- [WHAT IS REQUIRED]: In the listing below, find the line containing "For the benchmark, spot each instance of the white table". Write out that line and every line after it to the end, exactly and only those.

[Records from a data source]
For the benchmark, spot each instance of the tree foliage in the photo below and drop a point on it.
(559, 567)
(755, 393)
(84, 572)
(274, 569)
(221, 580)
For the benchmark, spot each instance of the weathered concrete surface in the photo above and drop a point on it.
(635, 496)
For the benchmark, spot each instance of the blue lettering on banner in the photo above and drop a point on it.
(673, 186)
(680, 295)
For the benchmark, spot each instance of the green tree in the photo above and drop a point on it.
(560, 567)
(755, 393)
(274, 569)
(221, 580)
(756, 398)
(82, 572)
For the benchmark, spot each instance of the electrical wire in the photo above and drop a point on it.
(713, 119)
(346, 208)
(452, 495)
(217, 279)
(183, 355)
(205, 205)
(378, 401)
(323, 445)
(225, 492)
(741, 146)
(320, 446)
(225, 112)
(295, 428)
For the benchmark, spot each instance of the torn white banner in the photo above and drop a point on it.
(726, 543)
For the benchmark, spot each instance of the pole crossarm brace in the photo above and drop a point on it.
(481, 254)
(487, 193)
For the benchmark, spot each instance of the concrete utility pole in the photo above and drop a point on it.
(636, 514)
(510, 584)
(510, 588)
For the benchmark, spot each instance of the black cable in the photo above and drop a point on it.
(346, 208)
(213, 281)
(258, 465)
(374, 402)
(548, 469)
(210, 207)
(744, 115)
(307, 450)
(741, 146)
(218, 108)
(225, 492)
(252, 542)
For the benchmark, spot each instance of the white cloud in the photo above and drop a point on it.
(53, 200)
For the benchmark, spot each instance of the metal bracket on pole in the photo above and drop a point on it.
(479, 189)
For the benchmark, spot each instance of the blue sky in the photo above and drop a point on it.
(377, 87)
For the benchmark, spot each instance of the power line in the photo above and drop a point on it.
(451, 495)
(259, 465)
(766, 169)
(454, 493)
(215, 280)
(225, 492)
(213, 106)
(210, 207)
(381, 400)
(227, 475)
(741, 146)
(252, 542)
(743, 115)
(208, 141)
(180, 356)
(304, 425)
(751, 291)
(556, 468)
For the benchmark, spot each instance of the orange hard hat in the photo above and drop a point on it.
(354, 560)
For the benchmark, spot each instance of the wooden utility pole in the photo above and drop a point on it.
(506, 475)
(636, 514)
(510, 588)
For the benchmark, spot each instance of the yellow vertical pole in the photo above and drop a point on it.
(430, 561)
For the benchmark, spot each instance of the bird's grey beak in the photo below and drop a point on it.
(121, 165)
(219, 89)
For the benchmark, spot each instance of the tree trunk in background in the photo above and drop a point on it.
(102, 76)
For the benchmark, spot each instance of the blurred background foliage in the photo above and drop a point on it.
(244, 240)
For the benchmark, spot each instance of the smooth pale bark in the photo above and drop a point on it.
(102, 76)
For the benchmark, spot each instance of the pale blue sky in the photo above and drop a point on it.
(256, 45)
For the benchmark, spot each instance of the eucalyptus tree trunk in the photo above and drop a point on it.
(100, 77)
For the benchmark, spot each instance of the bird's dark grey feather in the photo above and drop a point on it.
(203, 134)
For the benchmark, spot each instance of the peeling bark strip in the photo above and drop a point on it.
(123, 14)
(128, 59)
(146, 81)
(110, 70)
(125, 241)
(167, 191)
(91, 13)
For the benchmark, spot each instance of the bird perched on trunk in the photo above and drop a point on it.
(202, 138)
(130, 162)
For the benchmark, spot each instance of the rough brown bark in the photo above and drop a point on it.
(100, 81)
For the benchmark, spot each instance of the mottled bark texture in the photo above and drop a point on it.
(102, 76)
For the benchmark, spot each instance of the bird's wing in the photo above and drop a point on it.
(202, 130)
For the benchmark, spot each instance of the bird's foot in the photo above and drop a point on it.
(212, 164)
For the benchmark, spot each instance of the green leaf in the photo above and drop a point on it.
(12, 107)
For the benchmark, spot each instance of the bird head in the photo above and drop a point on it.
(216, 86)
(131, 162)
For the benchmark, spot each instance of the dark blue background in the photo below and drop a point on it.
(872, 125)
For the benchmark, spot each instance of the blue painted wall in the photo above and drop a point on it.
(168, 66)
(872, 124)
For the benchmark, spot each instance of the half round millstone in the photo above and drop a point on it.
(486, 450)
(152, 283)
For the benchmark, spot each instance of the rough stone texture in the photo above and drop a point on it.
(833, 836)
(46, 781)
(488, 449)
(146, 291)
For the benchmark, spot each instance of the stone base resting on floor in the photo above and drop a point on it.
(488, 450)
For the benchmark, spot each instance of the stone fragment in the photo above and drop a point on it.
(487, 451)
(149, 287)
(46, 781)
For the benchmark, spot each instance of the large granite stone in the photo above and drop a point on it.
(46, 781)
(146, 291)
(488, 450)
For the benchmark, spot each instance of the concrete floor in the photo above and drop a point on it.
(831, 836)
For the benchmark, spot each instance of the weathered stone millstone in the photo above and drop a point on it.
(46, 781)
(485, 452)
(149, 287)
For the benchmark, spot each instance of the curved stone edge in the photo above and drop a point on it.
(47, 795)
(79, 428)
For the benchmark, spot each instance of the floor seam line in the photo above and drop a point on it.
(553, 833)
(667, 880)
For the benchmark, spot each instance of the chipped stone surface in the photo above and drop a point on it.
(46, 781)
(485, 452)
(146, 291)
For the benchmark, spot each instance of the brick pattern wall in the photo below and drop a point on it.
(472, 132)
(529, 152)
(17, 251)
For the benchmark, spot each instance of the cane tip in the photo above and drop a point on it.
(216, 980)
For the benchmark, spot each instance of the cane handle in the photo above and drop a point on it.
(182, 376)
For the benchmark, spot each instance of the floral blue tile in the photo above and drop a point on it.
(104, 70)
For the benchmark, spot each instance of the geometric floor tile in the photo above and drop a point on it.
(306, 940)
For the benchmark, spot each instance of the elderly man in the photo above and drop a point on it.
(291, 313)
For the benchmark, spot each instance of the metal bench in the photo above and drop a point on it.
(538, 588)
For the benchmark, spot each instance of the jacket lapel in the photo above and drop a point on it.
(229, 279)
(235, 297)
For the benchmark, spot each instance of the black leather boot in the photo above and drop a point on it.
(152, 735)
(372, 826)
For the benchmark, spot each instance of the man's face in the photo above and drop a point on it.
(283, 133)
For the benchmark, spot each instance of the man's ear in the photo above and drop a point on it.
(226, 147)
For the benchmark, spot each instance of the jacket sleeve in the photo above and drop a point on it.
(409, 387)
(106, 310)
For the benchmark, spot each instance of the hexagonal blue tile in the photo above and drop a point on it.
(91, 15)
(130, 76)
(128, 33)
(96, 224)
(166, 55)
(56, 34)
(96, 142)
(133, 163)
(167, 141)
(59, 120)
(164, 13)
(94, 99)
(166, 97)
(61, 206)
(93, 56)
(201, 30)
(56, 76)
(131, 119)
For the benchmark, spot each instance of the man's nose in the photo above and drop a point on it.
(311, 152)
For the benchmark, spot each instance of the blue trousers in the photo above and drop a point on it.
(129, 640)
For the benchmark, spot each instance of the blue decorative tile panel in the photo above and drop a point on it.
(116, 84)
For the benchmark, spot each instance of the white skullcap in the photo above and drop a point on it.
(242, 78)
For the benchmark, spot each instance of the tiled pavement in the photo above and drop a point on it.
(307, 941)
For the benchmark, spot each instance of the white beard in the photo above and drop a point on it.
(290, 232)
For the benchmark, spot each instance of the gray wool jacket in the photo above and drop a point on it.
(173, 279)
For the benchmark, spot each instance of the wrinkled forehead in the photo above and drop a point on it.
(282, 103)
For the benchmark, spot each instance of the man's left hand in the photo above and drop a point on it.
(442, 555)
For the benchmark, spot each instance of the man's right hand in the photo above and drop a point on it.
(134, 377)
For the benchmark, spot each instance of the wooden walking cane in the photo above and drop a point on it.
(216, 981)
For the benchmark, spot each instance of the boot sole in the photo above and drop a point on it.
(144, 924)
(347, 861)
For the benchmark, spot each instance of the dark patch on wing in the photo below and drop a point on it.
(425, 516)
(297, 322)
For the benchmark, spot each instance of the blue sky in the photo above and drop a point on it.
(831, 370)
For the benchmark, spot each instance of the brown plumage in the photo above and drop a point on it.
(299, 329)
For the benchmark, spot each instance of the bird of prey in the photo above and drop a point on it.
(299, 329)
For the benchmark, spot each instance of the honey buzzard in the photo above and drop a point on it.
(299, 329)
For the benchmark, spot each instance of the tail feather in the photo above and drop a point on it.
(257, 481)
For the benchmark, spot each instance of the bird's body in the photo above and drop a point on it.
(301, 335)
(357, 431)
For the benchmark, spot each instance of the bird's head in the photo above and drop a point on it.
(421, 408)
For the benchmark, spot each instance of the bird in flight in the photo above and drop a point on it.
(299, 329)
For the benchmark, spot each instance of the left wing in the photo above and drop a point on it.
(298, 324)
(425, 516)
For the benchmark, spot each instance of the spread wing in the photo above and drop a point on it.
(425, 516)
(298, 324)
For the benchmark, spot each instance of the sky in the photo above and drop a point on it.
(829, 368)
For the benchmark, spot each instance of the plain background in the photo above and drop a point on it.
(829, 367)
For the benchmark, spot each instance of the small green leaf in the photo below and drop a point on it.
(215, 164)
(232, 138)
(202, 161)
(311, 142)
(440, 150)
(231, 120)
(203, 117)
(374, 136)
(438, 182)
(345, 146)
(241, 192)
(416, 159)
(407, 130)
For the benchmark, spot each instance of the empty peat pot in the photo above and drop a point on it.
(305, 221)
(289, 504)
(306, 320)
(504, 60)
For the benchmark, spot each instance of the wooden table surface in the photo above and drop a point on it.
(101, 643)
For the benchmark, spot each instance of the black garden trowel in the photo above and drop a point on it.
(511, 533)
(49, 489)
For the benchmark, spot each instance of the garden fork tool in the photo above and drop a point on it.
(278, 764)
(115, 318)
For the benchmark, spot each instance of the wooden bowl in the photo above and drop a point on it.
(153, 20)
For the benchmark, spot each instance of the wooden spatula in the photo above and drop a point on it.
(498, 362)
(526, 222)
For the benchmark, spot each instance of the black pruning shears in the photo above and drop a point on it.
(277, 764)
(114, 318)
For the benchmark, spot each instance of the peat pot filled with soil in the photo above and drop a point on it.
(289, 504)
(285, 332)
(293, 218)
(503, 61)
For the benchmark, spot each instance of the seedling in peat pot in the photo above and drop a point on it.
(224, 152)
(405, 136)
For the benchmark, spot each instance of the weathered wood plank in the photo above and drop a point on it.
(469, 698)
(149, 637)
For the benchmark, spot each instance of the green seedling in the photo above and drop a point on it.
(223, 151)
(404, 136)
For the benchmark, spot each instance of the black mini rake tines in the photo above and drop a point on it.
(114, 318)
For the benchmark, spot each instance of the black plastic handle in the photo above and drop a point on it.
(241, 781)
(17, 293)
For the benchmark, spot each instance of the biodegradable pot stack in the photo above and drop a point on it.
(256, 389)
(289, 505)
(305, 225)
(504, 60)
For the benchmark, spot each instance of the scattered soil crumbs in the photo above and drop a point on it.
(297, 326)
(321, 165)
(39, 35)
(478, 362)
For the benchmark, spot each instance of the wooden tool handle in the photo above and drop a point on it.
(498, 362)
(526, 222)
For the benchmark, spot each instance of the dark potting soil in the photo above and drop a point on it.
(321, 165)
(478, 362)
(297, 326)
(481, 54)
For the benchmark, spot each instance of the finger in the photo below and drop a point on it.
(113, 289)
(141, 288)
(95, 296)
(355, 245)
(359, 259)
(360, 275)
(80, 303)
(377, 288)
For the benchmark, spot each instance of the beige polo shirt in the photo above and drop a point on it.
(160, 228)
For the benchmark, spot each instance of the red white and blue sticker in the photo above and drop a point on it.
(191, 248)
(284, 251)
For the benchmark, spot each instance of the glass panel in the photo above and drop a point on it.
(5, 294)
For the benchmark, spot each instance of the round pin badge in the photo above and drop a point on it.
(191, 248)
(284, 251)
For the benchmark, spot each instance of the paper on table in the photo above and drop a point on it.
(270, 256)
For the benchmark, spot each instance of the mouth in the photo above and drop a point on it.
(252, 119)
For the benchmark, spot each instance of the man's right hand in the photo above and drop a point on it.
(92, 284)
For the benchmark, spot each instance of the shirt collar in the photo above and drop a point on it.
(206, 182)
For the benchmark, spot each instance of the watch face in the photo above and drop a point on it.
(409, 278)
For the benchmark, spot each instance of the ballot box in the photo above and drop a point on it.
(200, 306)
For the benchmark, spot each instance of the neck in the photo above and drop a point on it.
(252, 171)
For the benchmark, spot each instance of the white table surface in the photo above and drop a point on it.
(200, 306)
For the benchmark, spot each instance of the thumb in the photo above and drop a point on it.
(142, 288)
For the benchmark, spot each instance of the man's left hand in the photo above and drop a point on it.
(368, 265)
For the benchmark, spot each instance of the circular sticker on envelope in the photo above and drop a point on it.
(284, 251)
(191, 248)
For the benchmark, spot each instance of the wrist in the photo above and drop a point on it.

- [ANSWER]:
For the benchmark, spot each instance of the white table surface in the photo above and drop a point on it.
(200, 306)
For the benchmark, spot each instance of the thumb in the photo above and drop a point on it.
(142, 288)
For the benchmark, spot each instance of the man's left hand in the photo above and drop a point on it.
(368, 265)
For the benchmark, spot each instance of the circular sticker on envelope in the photo above and drop a point on it.
(284, 251)
(191, 248)
For the benchmark, spot each instance of the wrist in the photo above and drop a point on it.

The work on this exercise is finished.